Input rows:
- - -

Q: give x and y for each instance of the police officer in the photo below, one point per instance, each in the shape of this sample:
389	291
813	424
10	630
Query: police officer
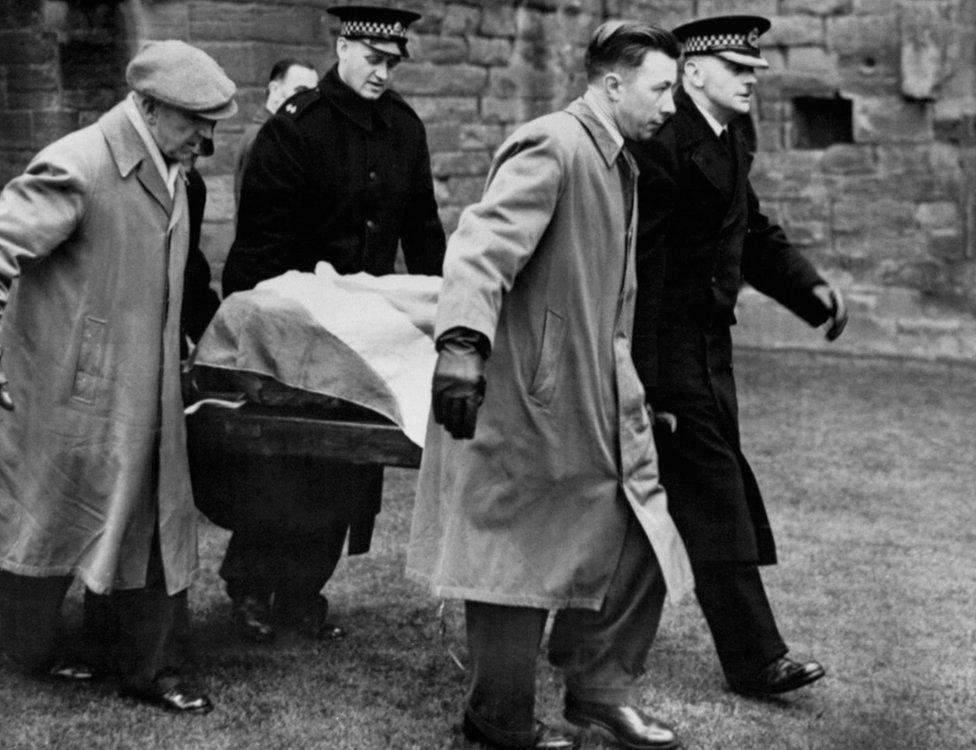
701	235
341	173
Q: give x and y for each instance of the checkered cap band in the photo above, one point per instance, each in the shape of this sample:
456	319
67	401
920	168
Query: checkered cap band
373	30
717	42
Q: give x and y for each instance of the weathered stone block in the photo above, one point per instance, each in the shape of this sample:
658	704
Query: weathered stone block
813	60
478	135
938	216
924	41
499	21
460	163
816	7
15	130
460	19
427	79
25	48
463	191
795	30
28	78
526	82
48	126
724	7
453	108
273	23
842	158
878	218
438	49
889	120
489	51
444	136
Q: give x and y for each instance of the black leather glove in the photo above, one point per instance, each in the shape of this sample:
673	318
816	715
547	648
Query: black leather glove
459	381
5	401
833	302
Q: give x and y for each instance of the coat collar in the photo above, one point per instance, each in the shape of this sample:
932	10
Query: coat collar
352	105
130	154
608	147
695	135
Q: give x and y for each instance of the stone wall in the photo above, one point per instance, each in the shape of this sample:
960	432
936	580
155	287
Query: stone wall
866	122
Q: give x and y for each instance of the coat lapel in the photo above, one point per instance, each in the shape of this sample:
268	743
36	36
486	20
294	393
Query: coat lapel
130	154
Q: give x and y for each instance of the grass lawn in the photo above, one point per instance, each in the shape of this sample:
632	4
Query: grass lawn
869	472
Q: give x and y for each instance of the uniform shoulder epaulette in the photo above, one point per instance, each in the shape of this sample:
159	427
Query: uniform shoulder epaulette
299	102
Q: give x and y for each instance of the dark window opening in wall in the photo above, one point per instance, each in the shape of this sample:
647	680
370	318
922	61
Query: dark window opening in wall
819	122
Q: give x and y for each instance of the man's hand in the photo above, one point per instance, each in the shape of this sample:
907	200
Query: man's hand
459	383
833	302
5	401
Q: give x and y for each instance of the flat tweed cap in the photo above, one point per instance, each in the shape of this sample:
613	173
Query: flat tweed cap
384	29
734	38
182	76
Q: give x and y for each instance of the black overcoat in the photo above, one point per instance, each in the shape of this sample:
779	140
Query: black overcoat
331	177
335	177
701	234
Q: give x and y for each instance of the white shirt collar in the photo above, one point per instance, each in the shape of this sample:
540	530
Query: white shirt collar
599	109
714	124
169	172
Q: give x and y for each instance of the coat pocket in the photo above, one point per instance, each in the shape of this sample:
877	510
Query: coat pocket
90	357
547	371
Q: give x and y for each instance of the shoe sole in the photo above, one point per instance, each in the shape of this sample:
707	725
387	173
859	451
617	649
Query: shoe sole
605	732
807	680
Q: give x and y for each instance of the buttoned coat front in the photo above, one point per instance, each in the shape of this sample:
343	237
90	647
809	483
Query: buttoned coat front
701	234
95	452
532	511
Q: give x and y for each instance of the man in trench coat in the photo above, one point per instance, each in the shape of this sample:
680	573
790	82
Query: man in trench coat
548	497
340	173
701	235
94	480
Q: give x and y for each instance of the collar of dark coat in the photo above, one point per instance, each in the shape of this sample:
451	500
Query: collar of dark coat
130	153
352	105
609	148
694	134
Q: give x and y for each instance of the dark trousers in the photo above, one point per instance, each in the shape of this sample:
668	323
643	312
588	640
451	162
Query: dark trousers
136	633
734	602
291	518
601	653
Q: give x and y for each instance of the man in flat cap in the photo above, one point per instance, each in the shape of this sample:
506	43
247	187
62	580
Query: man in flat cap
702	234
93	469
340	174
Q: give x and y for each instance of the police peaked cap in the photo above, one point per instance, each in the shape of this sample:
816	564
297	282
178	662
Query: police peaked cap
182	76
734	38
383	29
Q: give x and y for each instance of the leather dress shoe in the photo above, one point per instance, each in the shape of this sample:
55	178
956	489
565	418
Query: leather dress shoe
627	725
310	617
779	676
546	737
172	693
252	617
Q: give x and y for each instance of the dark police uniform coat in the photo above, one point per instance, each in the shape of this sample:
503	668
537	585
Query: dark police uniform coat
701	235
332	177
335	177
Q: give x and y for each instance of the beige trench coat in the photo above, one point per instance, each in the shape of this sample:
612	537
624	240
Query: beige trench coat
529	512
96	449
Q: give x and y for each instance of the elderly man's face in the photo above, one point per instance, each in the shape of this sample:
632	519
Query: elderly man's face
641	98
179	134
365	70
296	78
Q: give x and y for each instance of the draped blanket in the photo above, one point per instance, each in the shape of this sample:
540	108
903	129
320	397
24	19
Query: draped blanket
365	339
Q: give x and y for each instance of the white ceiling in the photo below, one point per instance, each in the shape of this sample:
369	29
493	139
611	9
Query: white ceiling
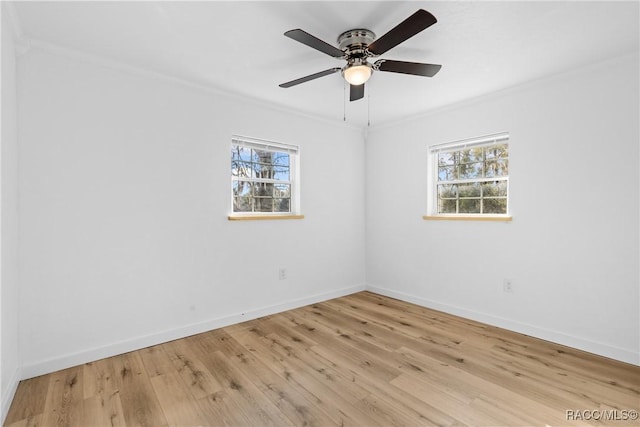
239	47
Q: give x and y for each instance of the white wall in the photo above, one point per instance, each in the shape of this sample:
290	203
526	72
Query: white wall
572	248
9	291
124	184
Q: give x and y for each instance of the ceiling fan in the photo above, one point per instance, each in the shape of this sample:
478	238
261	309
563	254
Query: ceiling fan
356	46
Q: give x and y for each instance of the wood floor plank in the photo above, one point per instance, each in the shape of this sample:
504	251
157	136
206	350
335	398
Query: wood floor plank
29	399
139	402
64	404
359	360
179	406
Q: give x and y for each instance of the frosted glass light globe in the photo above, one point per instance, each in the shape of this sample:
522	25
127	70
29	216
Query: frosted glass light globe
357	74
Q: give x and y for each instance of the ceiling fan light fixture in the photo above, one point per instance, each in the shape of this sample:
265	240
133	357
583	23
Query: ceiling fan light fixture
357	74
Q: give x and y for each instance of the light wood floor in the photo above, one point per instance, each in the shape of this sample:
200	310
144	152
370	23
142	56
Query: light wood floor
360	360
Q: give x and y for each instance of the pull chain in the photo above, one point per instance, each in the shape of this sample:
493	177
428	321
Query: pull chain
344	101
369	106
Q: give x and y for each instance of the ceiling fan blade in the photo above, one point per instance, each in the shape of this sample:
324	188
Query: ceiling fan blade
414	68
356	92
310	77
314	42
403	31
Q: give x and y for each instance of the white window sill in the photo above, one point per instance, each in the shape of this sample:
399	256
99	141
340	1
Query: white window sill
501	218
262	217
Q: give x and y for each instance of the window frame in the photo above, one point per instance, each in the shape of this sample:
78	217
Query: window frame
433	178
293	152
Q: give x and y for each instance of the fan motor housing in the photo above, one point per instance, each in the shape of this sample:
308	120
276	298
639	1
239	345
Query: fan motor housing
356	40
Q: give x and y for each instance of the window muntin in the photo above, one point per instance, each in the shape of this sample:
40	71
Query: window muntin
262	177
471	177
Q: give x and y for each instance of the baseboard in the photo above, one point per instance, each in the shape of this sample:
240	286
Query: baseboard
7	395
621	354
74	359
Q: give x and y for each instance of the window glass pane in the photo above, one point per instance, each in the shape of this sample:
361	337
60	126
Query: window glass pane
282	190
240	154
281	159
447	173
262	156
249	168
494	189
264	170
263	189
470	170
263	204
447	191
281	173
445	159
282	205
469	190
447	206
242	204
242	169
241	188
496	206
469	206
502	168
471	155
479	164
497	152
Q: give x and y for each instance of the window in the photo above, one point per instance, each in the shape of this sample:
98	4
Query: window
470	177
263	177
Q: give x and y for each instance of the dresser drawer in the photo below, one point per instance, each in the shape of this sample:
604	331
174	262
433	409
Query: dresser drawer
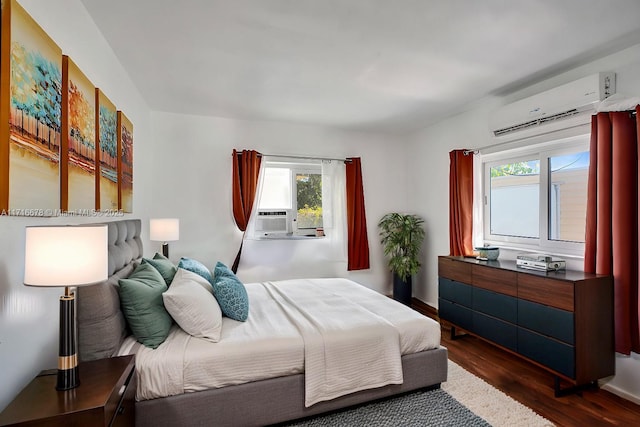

- - -

What is being asked:
Reproduce each line word for word and drop the pictures.

Solution to this problem:
Q: give x and y for each instance of the police officer in the photo below, one point per instance, each in the shape of this sample:
389	291
813	424
10	630
Query: police officer
701	235
341	173
Q: give x and y for each instance of the checkered cap band in the photo above, one point per instance, each in the shape of this sample:
456	319
67	401
920	168
Query: checkered cap band
373	30
717	42
Q: give x and y for each instance of the weathered stone block in the photo above, one point per instance, each in the shape of this sample:
658	704
Query: weathered stone block
813	60
478	135
938	216
924	41
499	21
460	163
816	7
15	130
460	19
427	79
25	48
463	191
795	30
28	78
526	82
48	126
724	7
453	108
273	23
842	158
878	218
438	49
889	120
489	51
444	136
Q: give x and y for each instance of the black leather glove in the photo above, one point per instance, each in the shape of this sample:
673	318
816	715
547	648
Query: black leather glove
459	381
5	401
833	302
Q: give x and y for each instance of the coat collar in the photo above, one point per instance, each in the shape of this sample:
932	10
Query: coat collar
352	105
130	154
608	147
695	135
Q: give x and y for each instance of the stone wall in the photo above, one point per instance, each in the shape of this sample:
960	432
936	580
155	287
Query: stone wall
866	122
Q: give x and y for each instance of the coat lapel in the photo above, one point per instance, each in the shape of this sample:
268	743
36	36
486	20
294	393
Query: coat lapel
130	154
Q: give x and y for each instance of the grass lawn in the photo above, one point per instance, each in the shape of this sample:
632	4
Query: grass lawn
869	472
Q: give x and y for each instance of the uniform shoulder epaulette in the photo above, one point per instance, each in the shape of this sample:
159	427
Query: uniform shoulder epaulette
299	102
Q: give x and y for each instance of the dark window opening in wall in the photo above, one point per instance, each in the shape of this sample:
647	680
370	318
922	61
Query: dark window opening in wall
819	122
Q: give x and y for each instance of the man's hand in the photo above, one point per instance, each in the shape of this sample:
907	200
Query: man's hand
459	383
833	302
5	401
Q: give x and y for each instance of the flat tweed cap in the photo above, one point per instance, each in the shape of this sample:
613	173
Query: flat tweed cap
384	29
734	38
182	76
Q: give x and y for each instance of the black overcoat in the photo above, one point per instance, each in the shape of this sample:
779	140
Query: black overcoat
331	177
335	177
701	234
Q: give x and y for each instance of the white shirt collar in the photo above, one point per instance, each in the shape of this sample:
540	530
Query: white shirt collar
599	109
714	124
169	172
Q: give x and y for each instance of the coat pocket in the photo above, one point per instance, each in the shape of this sample:
877	510
Query: coat pocket
90	357
547	371
Q: give x and y for each instance of the shoe sole in the photo above, one point per instance, each in the shape of this sample:
707	725
387	173
859	451
617	649
Query: shoe sole
605	732
807	680
Q: give x and y for each instance of the buttoned coat front in the photo above, one point per instance, each in the shape of this sample:
343	237
90	647
809	483
Query: buttoned coat front
701	234
95	452
532	511
Q: give x and y for each instance of the man in trench coat in the photo above, one point per instance, each in the shape of this sample:
680	573
790	82
Query: man in trench coat
548	497
340	173
701	235
94	480
Q: give x and y for each instance of the collar of dark coat in the photo above, one point per instance, each in the shape of this sample:
451	500
Query: collar of dark coat
130	153
352	105
609	148
694	134
Q: give x and y for each instance of the dark trousers in the photo above, one point per instance, each in the shape of this sample:
668	323
643	312
588	640
451	162
Query: dark trousers
136	633
734	602
291	518
601	653
Q: give x and y for each instance of the man in flat cap in the photo above, one point per instance, each in the shape of this sample:
506	43
247	187
62	580
Query: man in flat cap
702	234
93	469
340	174
Q: give x and y for each instance of the police peaked cap in the photo above, one point per instance, each in the shape of this sample:
816	564
297	282
178	662
Query: police peaked cap
182	76
734	38
383	29
Q: give x and y for each instance of the leather dress shoe in the photo above, one point per instance, each in the shape of this sample:
55	178
956	489
565	418
Query: leather dress shoe
627	725
310	617
779	676
546	737
172	693
252	617
Q: give x and y for each instance of the dark police uniform coat in the photo above, one point per instance, each in the shape of this sample:
503	668
537	585
Query: dark police uniform coat
701	235
332	177
335	177
Q: give x and y for each instance of the beige trench coat in the photo above, one point per instance, each in the shape of this sample:
612	537
624	240
Query: beige trench coat
529	512
96	449
Q: give x and y for each instance of the elderly man's face in the photo above, one point per instance, each in the shape of this sample:
632	519
Query: elderly man's face
641	98
179	134
365	70
296	78
Q: give x and y for each instance of the draped blanket in the photo above, one point per instance, each in the shape of this sample:
540	108
903	129
320	397
24	19
Query: draped blanket
365	339
Q: give x and y for each instance of the white ceiling in the photo below, one point per instance, each in the shape of this sample:
369	29
493	139
611	9
Query: white ceiling
239	47
Q: give x and y for each instance of the white wall in the photo above, one point per instance, each in the shape of this sample:
290	203
526	72
Query: white wall
572	248
9	291
124	184
Q: give x and y for each instance of the ceiling fan in the photo above, one point per instance, each in the shape of this sample:
478	238
261	309
563	254
Query: ceiling fan
356	46
Q: give x and y for each instance of the wood floor plank in the photo above, one point per instance, each in the shape of this sample:
504	251
157	136
206	350
335	398
Query: wood floor plank
29	399
139	402
64	404
359	360
179	406
Q: give x and y for each instance of the frosted glass light globe in the photo above, one point per instance, each in the shape of this sample:
522	25
127	70
29	216
Query: frosted glass light globe
357	74
Q: give x and y for each instance of the ceiling fan light fixture in the photo above, one point per instance, each in the shape of this sample:
265	240
133	357
583	23
Query: ceiling fan light fixture
357	74
Q: give x and y for each instance of the light wood floor in the photo above, one point per instance, each in the shape of this sample:
200	310
144	152
370	23
142	56
Query: light wood floor
360	360
Q: give x and y for each instance of the pull chain in the photo above, one point per instance, each in the shape of this sample:
493	177
428	321
Query: pull chain
344	101
369	106
Q: give x and y for each instance of the ceiling fan blade in the photo above, one point per instance, each in the shape of this sample:
324	188
Query: ceiling fan blade
414	68
356	92
310	77
314	42
403	31
Q: give x and y for each instance of the white window sill in the photo above, one point per instance, each in the shape of this sample:
399	256
99	141
340	1
Query: white window sill
501	218
262	217
Q: give x and y for each instance of the window frame in the photo above, one point per instance, each in the shape of this sample:
78	217
Query: window frame
433	178
293	152
Q: give x and y for each instance of the fan motor housing in the photo above, one point per instance, each in the shape of this sample:
308	120
276	298
639	1
239	345
Query: fan motor housing
356	40
Q: give x and y for each instance of the window muntin in the photo above, one point per instance, each in the shape of this sample:
40	71
Query: window muntin
262	177
471	177
Q: give x and y for each instance of the baseboard in the photo above, one point per instance, each in the shape of this sample:
240	286
Query: baseboard
7	395
621	354
74	359
Q: give x and y for each instance of the window glass pane in the photo above, one point per instance, each in the shape of this sample:
361	337
60	126
Query: window glass pane
282	190
240	154
281	159
447	173
262	156
249	168
494	189
264	170
263	189
470	170
263	204
447	191
281	173
445	159
282	205
469	190
447	206
242	204
242	169
241	188
496	206
469	206
502	168
471	155
479	164
497	152
Q: give x and y for each instance of the window in the photo above, one point per instance, each in the shape of this sample:
98	4
Query: window
470	177
263	177
Q: give x and y for each instance of the dresser drawer in the photo below, one point per instance, each in the shape of this sample:
604	331
174	262
433	409
Query: dresser drawer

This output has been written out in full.